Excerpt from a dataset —
==================================================
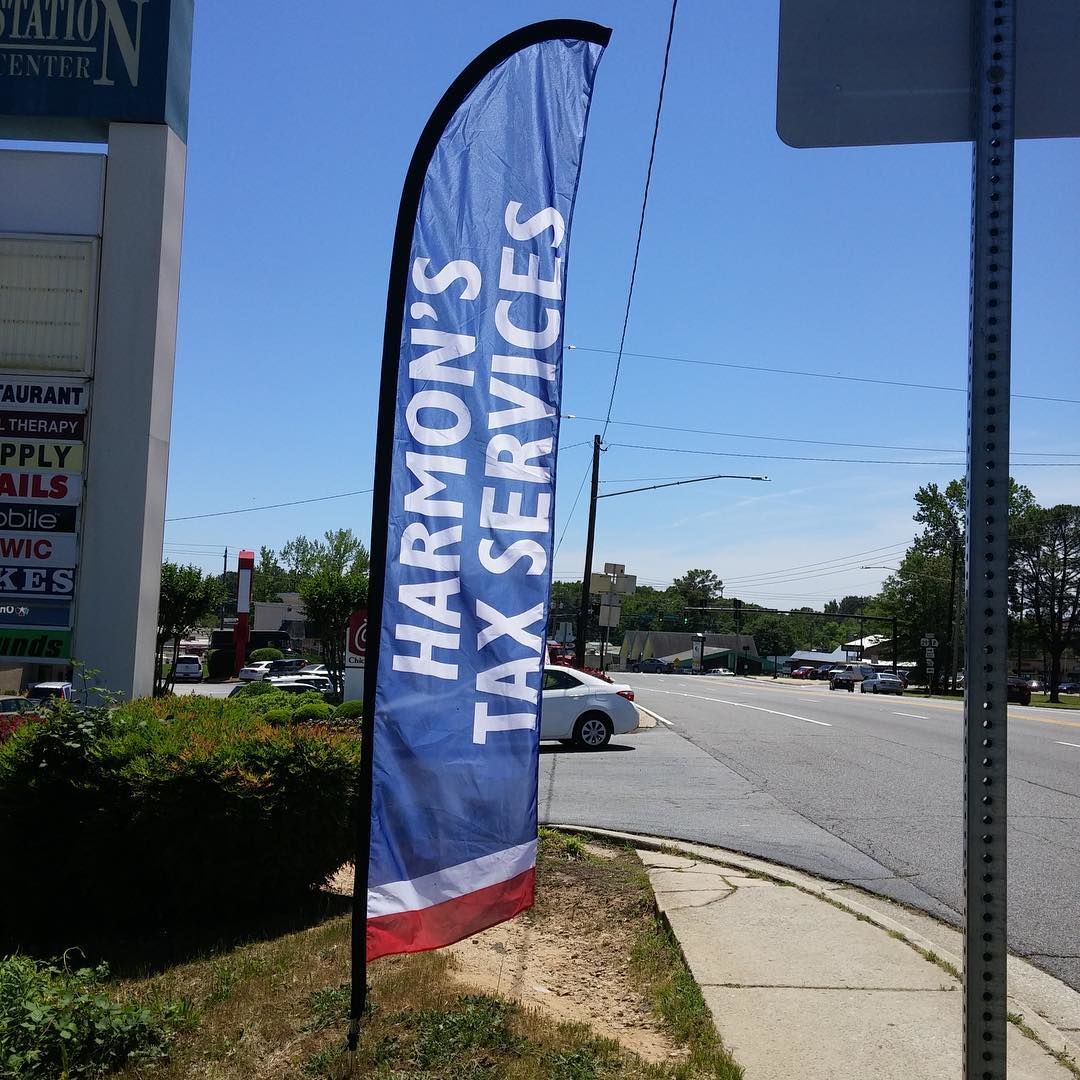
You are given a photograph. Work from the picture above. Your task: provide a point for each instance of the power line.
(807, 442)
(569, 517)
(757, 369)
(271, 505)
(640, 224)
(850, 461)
==================================================
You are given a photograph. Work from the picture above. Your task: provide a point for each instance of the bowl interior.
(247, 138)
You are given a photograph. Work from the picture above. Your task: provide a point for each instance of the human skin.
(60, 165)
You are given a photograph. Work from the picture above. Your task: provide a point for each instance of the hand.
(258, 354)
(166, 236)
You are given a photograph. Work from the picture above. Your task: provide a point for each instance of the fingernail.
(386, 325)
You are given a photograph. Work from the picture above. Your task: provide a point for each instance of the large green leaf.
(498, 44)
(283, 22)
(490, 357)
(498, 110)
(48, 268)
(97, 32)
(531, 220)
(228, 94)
==================================================
What is expected — Report every line in these items that holds the word "above", copying each such line in full.

Correct result —
You are given a photograph. Work from the picture above. Your task: provide a point for each instance of the power line.
You are given a photograph. Work from the picture above. Your task: provide a point for each instance of the bowl interior.
You are given a photograph. Work from the picture above. Your task: provide a point for each instance of the human skin.
You are given a photograph. Work from the picture above. Your task: provide a point for each instance of the hand.
You are given a photograph. Work from the picture above. Your task: provide a point for each instance of the fingernail.
You are given a photograph. Work from the picture above. Your task: provide a point for each instance of the large green leaf.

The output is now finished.